REQUIRED TASK 1.
In the storage I/O bottlenecks article below, condense the paragraph beginning "Of all the resources a host manages" into a short bulleted list that keeps its main facts.
REQUIRED TASK 2.
According to the storage I/O bottlenecks article below, what must storage I/O pass through to leave the host?

READING PASSAGE.
## Begin

Avoid Storage I/O Bottlenecks With vCenter and Esxtop

Overview

Storage I/O bottlenecks can have a big impact on virtual environments and can wreak havoc on the performance of the virtual machines within them. The guest operating systems and applications running inside VMs are constantly reading and writing to and from their virtual disks and anything that delays this can slow a VM to a crawl.

Of all the resources a host manages, traditional storage devices are typically the slowest resource because they rely on mechanical spinning hard disks. In addition shared storage arrays are commonly used in virtual environments because of the many features that require shared storage and as a result there is a longer path to get to storage resources. Storage I/O must leave the host through an I/O adapter and traverse a storage or traditional network to get to a storage array. This long data path creates the potential for several choke points or bottlenecks that can occur which can reduce the capacity and speed of storage I/O.

## End

RAW DATA.
## Begin

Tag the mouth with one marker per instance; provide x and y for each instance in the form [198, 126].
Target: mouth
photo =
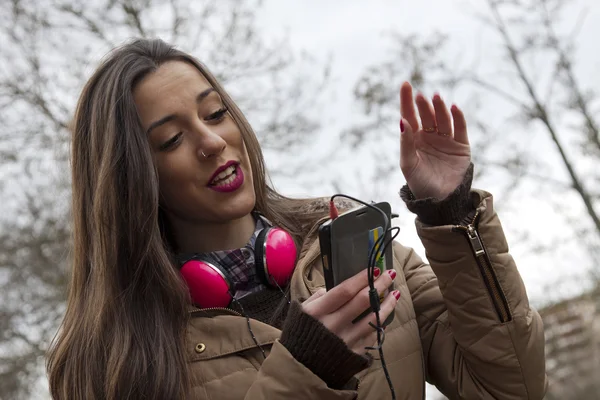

## End

PROBLEM SOLUTION 1.
- Traditional storage devices are usually a host's slowest resource because they rely on mechanical spinning hard disks.
- Virtual environments commonly use shared storage arrays because many features require shared storage, so the path to storage resources is longer.
- Storage I/O must leave the host through an I/O adapter and cross a storage or traditional network to reach the array.
- This long data path creates potential choke points that can reduce the capacity and speed of storage I/O.

PROBLEM SOLUTION 2.
It leaves the host through an I/O adapter.